-- Begin --
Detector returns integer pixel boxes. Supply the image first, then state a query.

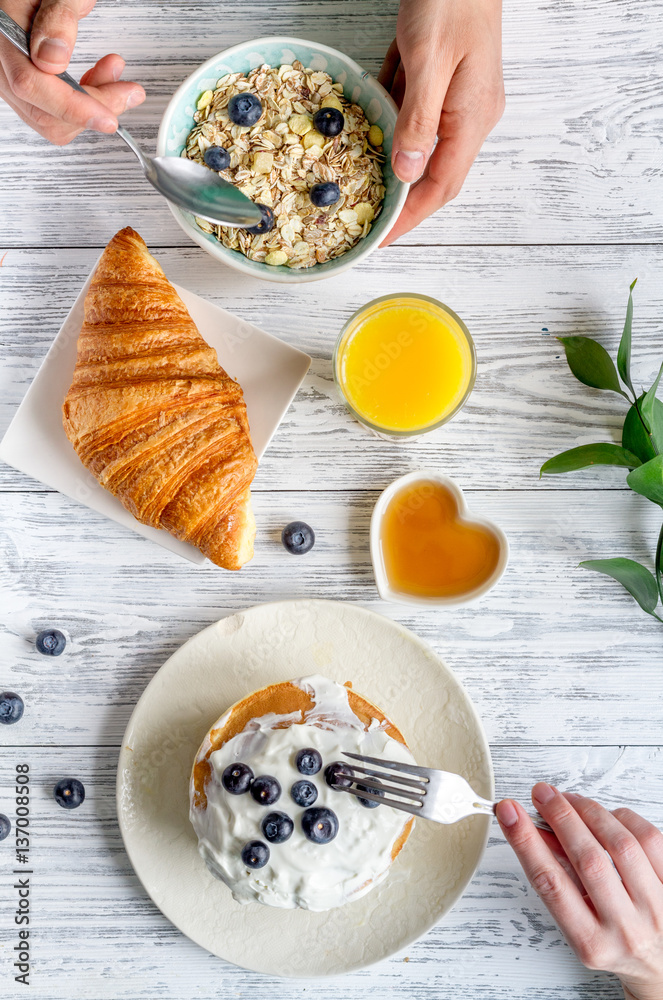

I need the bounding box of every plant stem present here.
[654,524,663,601]
[633,399,660,455]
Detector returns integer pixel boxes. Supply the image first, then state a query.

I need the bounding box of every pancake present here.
[190,676,414,910]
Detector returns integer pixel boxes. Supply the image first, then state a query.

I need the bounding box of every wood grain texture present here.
[0,244,663,490]
[0,491,663,745]
[0,0,663,246]
[0,746,663,1000]
[0,0,663,1000]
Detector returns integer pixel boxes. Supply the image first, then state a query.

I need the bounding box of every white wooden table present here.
[0,0,663,1000]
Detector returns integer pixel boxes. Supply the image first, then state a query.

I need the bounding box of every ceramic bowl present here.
[371,470,509,608]
[157,37,408,284]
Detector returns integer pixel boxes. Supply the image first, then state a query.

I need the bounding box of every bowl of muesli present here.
[157,37,407,283]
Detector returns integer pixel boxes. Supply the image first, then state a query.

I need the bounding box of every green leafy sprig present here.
[540,278,663,622]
-- End --
DIRECTION: Return all of the items above word for word, leaving out the picture.

PROBLEM SOLUTION:
Detector returns integer pixel boxes. Supply the image first, then state a query.


I need the bounding box of every plant stem present here.
[654,524,663,601]
[633,399,660,455]
Detector returns integer pixel boxes. Supply the image first, then state a query.

I need the bounding box of every pancake present here.
[190,676,414,910]
Detector returns integer pixel boxes. Supply the image first, then state a query.

I need the bounding box of every wood grain texture present here.
[0,244,663,490]
[0,491,663,745]
[0,0,663,246]
[0,746,663,1000]
[0,0,663,1000]
Detector returns integer pixel boxes. Supply the image first, then state a query.

I need the bounding box of every white wooden table present here.
[0,0,663,1000]
Detector returns integer pixel boxes. Supply the image first, then state a query.

I need the bounding box of every ceramic bowl present here.
[371,470,509,608]
[157,37,408,284]
Detector returns integer pixel boxes. Supply the image first, then state a query.

I need the bounding box of every bowl of muesli present here.
[157,37,407,283]
Detector returns integer pixel boxes. Supply the image first, then state a query.

I need the bounding box of every green leafy sprig present here.
[540,278,663,622]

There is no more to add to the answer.